**Excerpted text:**
****************************************

When a person decides to buy a flat, it reflects his or her optimism about the future. There is confidence that one will have enough income flowing in, to pay for the monthly instalments. This optimism is not because of job security, but because of the belief that one will get a new job, even if one becomes unemployed. The same is true for an entrepreneur setting up a new factory or new business. It’s called risk taking, but that is not to imply reckless gambling. It reflects the investor’s confidence about the future returns on the investment. If that confidence starts to wane, then potential home buyers refrain or postpone their decisions. Investors adopt a wait-and-watch attitude. If everyone in the economy starts becoming extra-cautious, the decline in confidence and economic activity becomes self-fulfilling. As the economy slows down, people say, “See I told you so! It was wise to not invest and take unnecessary risk now.”

****************************************

**Record list:**

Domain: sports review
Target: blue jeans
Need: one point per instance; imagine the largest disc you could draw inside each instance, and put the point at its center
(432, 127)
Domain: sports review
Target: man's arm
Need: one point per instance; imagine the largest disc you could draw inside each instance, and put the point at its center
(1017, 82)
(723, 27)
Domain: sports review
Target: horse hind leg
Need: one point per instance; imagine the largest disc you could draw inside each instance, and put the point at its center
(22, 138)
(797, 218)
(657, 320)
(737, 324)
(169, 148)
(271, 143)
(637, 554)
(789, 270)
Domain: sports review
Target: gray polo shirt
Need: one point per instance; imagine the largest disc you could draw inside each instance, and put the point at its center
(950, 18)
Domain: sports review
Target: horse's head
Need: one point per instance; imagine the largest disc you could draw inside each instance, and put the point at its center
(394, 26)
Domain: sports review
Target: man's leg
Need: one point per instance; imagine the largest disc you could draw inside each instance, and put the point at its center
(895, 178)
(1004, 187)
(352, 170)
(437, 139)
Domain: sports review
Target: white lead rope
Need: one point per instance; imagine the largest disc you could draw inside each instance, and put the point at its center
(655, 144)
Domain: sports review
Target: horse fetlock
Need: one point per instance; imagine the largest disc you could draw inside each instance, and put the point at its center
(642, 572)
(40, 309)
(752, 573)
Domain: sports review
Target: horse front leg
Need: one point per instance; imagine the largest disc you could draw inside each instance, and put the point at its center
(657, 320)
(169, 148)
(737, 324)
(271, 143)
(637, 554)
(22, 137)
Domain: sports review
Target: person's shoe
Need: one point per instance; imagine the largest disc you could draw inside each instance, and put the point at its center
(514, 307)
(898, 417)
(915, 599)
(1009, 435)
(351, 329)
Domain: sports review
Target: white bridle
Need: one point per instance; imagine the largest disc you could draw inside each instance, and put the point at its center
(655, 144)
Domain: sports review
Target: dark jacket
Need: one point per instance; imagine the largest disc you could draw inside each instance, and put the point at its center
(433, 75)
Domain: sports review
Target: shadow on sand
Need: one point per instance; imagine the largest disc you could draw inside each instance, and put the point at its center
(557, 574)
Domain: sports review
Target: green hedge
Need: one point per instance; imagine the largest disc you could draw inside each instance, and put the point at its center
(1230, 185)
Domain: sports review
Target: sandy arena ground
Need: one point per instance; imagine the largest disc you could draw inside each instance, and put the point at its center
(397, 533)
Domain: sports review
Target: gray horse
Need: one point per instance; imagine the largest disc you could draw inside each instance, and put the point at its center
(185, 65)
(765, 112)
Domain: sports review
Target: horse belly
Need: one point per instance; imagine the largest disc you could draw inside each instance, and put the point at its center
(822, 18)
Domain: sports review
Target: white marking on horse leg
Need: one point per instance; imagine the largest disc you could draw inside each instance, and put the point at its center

****************************************

**Instructions for the task:**
Answer these questions using the text on economic confidence.
(a) What does a person's decision to buy a flat reflect?
(b) What does the text say risk taking is not meant to imply?
(c) What attitude do investors adopt when confidence starts to wane?

**Result for this task:**
(a) Optimism about the future.
(b) Reckless gambling.
(c) A wait-and-watch attitude.